- To do -
**1)** Translate this sentence from the blog post into Spanish: "You can view a zoomable map, current traffic conditions and directions from point A to point B."
**2)** Answer these questions using the blog post:
(a) How many cities does the Google maps traffic service currently cover?
(b) What name does the author give the planned vaporware?
(c) What does Jungle Disk require you to run?

Tuesday, July 25, 2006

A Couple of Random Things

Just a couple of random, unrelated items.

You can now get Google maps with traffic information on your cellphone. Their service currently covers 30 cities (for the traffic info, I imagine the mapping features work most anywhere). I tried it out on my Nokia 6682, and it's pretty cool. A little slow, but cool. You can view a zoomable map, current traffic conditions and directions from point A to point B. Really nice if you don't have a GPS in your car.

Also, as a follow up to my previous post, I'd like to pre-announce some vaporware I'm calling s3sync. It's actually coming along pretty well, and I've been backing up files like crazy. Essentially, it provides a some of the capabilities or rsync, along with some additional features, like automatic file compression (when possible) and file encryption. It definitely needs some more tweaking, and it's not yet feature-complete, but the actual bare-bones file backup operations are functioning. I hope to have an initial release available around the end of July or beginning of August. If I were a betting man, I'd go with sometime in August. :)

I'm still really psyched about the Amazon S3 solution, but had really mixed results with Jungle Disk. My chief complaints with Jungle Disk are:

  • It requires you to run a GUI, whereas I'm really looking for something command-line oriented, and thus easily scriptable via a cron job.

  • It hogs the CPU in Linux. According to one of the forum posts, the author has identified the bug, and this may actually be fixed in the latest version -- I haven't tried it.

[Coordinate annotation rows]

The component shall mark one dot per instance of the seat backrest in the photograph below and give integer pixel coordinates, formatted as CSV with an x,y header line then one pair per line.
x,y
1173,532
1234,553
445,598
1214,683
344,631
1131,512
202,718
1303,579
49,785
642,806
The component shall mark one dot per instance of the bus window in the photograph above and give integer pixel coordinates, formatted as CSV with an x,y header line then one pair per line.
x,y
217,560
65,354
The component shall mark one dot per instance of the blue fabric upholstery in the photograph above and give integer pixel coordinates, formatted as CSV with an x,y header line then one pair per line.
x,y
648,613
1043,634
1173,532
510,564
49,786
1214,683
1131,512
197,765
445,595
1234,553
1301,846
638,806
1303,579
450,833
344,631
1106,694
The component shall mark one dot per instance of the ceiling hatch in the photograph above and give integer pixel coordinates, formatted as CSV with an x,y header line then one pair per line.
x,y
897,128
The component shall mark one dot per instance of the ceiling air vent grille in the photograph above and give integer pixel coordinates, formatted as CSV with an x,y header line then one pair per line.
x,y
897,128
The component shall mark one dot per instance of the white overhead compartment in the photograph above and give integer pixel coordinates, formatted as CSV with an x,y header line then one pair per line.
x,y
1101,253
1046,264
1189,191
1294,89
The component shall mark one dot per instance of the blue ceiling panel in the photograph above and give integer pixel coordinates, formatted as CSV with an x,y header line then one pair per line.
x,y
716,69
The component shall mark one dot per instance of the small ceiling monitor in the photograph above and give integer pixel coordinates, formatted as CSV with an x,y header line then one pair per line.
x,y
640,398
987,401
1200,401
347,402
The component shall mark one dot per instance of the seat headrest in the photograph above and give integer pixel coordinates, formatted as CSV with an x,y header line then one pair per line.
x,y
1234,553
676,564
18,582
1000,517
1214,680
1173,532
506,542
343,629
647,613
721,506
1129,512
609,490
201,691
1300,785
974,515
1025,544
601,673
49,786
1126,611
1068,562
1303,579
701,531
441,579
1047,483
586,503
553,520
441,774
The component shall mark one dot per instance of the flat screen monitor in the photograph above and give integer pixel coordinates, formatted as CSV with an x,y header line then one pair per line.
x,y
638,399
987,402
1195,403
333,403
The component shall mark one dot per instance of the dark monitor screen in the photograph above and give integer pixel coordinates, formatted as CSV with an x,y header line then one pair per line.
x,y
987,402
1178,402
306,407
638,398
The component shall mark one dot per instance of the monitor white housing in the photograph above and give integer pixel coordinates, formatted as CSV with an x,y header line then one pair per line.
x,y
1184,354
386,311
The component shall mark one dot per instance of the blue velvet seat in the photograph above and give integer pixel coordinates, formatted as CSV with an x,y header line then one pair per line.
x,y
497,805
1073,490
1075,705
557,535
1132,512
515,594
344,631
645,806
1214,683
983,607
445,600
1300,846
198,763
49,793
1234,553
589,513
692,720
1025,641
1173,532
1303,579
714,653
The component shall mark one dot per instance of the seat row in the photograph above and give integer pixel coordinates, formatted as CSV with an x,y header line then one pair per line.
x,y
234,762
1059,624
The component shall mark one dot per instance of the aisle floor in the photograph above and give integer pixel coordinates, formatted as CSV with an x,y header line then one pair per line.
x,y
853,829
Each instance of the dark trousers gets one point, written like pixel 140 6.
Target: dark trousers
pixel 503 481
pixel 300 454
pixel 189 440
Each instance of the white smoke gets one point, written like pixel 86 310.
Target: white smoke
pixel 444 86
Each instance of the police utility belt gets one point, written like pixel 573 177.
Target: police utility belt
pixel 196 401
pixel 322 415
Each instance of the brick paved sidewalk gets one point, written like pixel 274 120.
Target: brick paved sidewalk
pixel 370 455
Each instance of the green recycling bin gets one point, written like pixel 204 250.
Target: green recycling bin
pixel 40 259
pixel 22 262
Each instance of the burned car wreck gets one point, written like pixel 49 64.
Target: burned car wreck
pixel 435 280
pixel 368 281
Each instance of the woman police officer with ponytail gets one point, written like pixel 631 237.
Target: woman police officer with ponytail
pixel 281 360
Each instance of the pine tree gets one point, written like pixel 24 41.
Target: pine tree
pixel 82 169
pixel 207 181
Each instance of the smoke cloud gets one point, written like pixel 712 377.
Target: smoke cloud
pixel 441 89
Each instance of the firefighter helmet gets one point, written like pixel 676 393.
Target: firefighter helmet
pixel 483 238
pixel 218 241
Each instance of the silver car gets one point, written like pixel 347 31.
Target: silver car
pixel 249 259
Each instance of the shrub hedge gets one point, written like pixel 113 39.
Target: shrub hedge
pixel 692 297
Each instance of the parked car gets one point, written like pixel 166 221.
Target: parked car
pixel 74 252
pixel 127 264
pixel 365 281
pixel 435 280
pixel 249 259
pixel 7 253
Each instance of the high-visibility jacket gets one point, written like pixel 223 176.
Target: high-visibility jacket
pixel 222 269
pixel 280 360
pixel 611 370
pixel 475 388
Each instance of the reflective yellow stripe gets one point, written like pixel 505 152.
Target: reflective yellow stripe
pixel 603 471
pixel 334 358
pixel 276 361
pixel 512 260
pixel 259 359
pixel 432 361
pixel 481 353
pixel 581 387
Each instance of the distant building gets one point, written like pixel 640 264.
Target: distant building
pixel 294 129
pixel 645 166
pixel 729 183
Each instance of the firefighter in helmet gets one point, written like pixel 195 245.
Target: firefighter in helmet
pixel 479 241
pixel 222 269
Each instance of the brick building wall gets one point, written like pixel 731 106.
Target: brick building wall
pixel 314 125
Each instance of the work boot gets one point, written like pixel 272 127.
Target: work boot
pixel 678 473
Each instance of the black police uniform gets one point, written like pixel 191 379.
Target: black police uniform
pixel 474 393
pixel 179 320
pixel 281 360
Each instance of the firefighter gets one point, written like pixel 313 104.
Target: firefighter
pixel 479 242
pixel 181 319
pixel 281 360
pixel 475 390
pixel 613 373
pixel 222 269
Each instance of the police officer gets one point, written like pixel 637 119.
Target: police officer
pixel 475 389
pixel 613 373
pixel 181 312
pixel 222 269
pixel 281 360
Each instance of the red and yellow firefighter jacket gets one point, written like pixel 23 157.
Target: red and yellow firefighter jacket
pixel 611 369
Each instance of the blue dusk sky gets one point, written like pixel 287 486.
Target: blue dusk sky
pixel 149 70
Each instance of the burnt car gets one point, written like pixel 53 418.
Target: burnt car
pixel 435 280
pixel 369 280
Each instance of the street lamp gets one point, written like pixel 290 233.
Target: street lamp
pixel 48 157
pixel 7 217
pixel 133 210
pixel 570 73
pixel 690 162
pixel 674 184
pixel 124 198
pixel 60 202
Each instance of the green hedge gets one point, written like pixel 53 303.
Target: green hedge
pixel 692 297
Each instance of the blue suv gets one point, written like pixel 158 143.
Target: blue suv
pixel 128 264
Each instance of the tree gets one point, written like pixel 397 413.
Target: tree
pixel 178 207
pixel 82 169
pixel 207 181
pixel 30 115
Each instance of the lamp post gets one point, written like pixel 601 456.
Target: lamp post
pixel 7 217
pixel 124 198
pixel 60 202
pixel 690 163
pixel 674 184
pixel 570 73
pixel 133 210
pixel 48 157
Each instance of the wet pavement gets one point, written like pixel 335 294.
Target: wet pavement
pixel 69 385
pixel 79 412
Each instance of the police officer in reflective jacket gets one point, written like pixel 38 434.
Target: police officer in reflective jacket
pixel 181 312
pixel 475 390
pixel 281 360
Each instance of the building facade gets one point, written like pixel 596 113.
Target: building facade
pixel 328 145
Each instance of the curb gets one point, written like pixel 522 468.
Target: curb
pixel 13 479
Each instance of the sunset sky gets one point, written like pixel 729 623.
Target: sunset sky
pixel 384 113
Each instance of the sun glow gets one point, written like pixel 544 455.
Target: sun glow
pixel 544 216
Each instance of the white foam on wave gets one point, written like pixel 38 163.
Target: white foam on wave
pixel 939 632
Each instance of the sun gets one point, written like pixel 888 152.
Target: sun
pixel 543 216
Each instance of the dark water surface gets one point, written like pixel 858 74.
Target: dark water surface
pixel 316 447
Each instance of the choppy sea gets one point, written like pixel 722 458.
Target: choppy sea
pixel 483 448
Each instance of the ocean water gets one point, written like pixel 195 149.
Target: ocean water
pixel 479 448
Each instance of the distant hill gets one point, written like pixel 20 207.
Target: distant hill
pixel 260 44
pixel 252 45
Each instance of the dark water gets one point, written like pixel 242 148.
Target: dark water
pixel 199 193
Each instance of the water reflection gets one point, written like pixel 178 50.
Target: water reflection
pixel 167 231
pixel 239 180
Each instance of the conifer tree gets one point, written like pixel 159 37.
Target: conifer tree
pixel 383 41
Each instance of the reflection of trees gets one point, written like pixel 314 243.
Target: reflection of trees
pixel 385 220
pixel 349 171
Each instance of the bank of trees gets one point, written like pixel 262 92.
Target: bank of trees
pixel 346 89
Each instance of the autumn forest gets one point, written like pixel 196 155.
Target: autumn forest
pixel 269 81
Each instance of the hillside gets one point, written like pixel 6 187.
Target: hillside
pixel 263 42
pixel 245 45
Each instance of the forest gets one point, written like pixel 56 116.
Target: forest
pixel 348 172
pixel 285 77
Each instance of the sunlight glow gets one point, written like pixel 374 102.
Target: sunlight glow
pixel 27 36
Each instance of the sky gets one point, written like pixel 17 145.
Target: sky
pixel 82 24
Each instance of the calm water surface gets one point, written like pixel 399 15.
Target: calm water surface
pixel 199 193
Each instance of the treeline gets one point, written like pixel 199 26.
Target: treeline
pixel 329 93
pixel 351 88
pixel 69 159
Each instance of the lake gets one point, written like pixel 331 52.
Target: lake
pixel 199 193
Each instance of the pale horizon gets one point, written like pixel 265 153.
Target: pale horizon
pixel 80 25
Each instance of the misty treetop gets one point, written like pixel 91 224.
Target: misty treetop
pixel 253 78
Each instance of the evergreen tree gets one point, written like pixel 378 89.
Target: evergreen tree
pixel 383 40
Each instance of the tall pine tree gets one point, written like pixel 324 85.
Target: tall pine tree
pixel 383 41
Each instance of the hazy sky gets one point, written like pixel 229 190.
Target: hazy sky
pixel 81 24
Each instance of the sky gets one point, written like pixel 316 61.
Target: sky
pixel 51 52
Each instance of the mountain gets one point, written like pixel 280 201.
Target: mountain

- List of solutions -
**1)** Puedes ver un mapa ampliable, las condiciones actuales del tráfico e indicaciones para ir del punto A al punto B.

**2)**
(a) 30 cities
(b) s3sync
(c) A GUI